_EXERCISE OBJECTIVE:_
Pull out every line in the rows below that contains the word "Please".
***
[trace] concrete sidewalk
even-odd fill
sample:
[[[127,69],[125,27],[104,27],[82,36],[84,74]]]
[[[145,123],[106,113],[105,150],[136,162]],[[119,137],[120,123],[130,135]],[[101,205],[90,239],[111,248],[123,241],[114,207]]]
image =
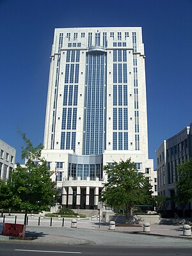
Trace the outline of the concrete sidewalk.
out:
***
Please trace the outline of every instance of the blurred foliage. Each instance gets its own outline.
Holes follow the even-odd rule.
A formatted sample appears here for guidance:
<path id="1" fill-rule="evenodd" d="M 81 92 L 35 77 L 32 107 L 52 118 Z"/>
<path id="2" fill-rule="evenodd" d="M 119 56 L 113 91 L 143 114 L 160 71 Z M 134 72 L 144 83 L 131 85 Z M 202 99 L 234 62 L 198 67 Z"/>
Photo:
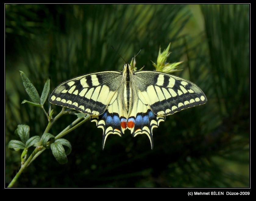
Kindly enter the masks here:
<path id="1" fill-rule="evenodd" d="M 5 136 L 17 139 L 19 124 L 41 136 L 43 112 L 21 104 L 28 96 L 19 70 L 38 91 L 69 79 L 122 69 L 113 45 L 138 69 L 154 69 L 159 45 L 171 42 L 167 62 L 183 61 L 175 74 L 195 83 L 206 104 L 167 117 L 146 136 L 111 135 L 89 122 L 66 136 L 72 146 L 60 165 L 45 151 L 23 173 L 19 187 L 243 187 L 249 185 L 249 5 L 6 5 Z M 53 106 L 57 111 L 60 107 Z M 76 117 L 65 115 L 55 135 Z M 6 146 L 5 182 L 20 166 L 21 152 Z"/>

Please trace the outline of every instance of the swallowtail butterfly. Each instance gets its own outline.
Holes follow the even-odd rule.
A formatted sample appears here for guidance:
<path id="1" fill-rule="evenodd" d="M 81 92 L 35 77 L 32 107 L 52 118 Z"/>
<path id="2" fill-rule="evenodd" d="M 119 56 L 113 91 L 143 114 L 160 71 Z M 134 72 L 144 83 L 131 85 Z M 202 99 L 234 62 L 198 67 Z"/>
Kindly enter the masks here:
***
_COMPLETE RESPONSE:_
Please trace the outline of every instance of the blurred foliage. Each instance gets its own outline.
Please trace the outline of every instance of the swallowtail butterfly. Each instance gets its own outline.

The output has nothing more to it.